#### STATED EXERCISE:
Please lay out the lines below as a Markdown table with two columns, Row and Line. Number each row and leave out any blank lines.

** Begin DATASET EXTRACT **

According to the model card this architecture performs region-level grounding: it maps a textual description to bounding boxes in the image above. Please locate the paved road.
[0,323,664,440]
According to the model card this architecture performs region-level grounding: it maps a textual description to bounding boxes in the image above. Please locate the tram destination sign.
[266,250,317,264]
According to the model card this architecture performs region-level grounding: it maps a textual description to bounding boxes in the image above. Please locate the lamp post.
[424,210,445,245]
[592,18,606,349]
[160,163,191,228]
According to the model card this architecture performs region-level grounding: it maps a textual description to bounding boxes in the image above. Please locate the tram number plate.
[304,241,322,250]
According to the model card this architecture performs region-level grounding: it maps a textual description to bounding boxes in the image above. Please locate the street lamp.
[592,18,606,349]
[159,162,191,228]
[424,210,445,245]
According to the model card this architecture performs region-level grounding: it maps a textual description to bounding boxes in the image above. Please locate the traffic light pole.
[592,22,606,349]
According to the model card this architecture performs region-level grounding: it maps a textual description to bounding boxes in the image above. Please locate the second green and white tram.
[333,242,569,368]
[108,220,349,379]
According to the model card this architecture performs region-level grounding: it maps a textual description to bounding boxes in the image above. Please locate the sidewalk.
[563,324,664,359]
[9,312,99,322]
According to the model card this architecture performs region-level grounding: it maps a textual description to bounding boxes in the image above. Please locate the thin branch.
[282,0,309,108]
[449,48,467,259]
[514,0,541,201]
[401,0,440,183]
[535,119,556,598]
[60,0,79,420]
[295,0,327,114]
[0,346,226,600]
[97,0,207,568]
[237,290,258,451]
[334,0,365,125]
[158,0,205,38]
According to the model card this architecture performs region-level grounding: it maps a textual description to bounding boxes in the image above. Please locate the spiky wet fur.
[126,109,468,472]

** End DATASET EXTRACT **

#### THE SOLUTION:
| Row | Line |
|---|---|
| 1 | According to the model card this architecture performs region-level grounding: it maps a textual description to bounding boxes in the image above. Please locate the paved road. |
| 2 | [0,323,664,440] |
| 3 | According to the model card this architecture performs region-level grounding: it maps a textual description to bounding boxes in the image above. Please locate the tram destination sign. |
| 4 | [266,250,317,264] |
| 5 | According to the model card this architecture performs region-level grounding: it maps a textual description to bounding boxes in the image above. Please locate the lamp post. |
| 6 | [424,210,445,245] |
| 7 | [592,18,606,349] |
| 8 | [160,163,191,228] |
| 9 | According to the model card this architecture performs region-level grounding: it maps a textual description to bounding boxes in the image above. Please locate the tram number plate. |
| 10 | [304,241,322,250] |
| 11 | According to the model card this architecture performs region-level grounding: it maps a textual description to bounding boxes in the image above. Please locate the street lamp. |
| 12 | [592,18,606,349] |
| 13 | [159,162,191,228] |
| 14 | [424,210,445,245] |
| 15 | According to the model card this architecture performs region-level grounding: it maps a textual description to bounding boxes in the image above. Please locate the traffic light pole. |
| 16 | [592,22,606,349] |
| 17 | According to the model card this architecture performs region-level grounding: it maps a textual description to bounding boxes in the image above. Please locate the second green and white tram. |
| 18 | [333,242,569,368] |
| 19 | [108,220,349,379] |
| 20 | According to the model card this architecture performs region-level grounding: it maps a textual description to bounding boxes in the image above. Please locate the sidewalk. |
| 21 | [563,324,664,359] |
| 22 | [9,312,99,322] |
| 23 | According to the model card this architecture performs region-level grounding: it maps a textual description to bounding boxes in the image above. Please locate the thin branch. |
| 24 | [282,0,309,108] |
| 25 | [449,48,467,259] |
| 26 | [514,0,541,201] |
| 27 | [401,0,440,183] |
| 28 | [535,119,556,598] |
| 29 | [60,0,79,420] |
| 30 | [295,0,327,114] |
| 31 | [0,346,226,600] |
| 32 | [97,0,207,568] |
| 33 | [237,290,258,451] |
| 34 | [334,0,365,125] |
| 35 | [158,0,205,38] |
| 36 | According to the model card this architecture performs region-level grounding: it maps a textual description to bounding boxes in the image above. Please locate the spiky wet fur. |
| 37 | [126,109,468,472] |